Chinese companies don’t really care who they sell their
merchandise to. “A lot of those arms go to effectively pariah countries like
Zimbabwe and Sudan,” Shinn says. Both countries are under European Union and
U.S. arms embargoes, and look to China as a no-questions-asked weapons
supplier. In early 2014 media outlets began to report on a massive delivery of
small arms and ammunition to South Sudan government troops from Chinese
state-owned arms manufacturer Norinco. China is also arming South Sudanese
troops with anti-aircraft missiles. China heavily invests in South Sudan’s oil
infrastructure, and wants to protect it.
French Africa - Francafrique
Currently, France has over 3,000 troops spread across five
countries in Africa — Mali, Mauritania, Burkina Faso, Niger and Chad — as part
of Operation Burkhane, based in Chad. France also pushed heavily for
intervention in Libya during the the country's uprising against Muammar
Gaddafi, and has been involved in peacekeeping operations in various African
countries. France was decisively behind the imposition of a no-fly zone over
Libya during the Arab Spring uprisings against Muammar Gaddafi. France's
interpretation of UN Resolution 1973, which imposed a no-fly zone over the
country, was bolder than either the US's or the UK's position.

*Recorded information*:
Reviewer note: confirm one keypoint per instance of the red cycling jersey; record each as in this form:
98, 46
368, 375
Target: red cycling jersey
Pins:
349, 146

*Questions*:
(a) In the passage on foreign arms and military involvement in Africa, which Chinese state-owned manufacturer was reported in early 2014 to have delivered small arms and ammunition to South Sudan government troops?
(b) Continue the passage on foreign arms and military involvement in Africa from its final sentence.

*Answers to each task*:
(a) Norinco.

(b)
On January 11, 2013, France launched airstrikes against
jihadist positions in northern Mali as part of Operation Serval. French
involvement in Mali eventually morphed into a larger operation that involved
ground troops and French special forces.
In 2008, France moved 300 troops into the Central African
Republic's (CAR) capital of Bangui. The soldiers were involved in helping to
helping to stabilize the country in the face of rebel attacks spilling over
from the conflict-torn Darfur region of neighboring Sudan. In December 2013,
France began reinforcing these soldiers in an attempt to stabilize CAR after a
rebel coalition overthrew the country's government, sparking a brutal sectarian
conflict between Muslim and Christian armed groups. France increased the number
of soldiers in the country to 2,000.
French troops have played some role in Chad since the late
1986 as part of Operation Epervier. The operation was designed to help Chad
maintain its territorial integrity according to a bilateral agreement signed
after Libyan dictator Muammar Gaddafi's failed invasion of the country. However, French troops never fully left Chad.
Instead, the French established a base at N'Djamena, Chad's capital. A
contingent of approximately 800 French soldiers remained at the base and helped
provide Chadian authorities with aerial surveillance on the advance of Sudanese
government-supported rebels, acting as a crucial force multiplier for Chadian
dictator Idris Deby during battles in the capital in 2006 and 2008. As part of
a global mission to tackle militancy across Africa, France launched Operation
Barkhane in 2014 as a continuation of Operation Epervier and Operation Servel.
Operation Barkhane will be headquarted at N'Djamena and 1,200 troops will be
stationed in Chad.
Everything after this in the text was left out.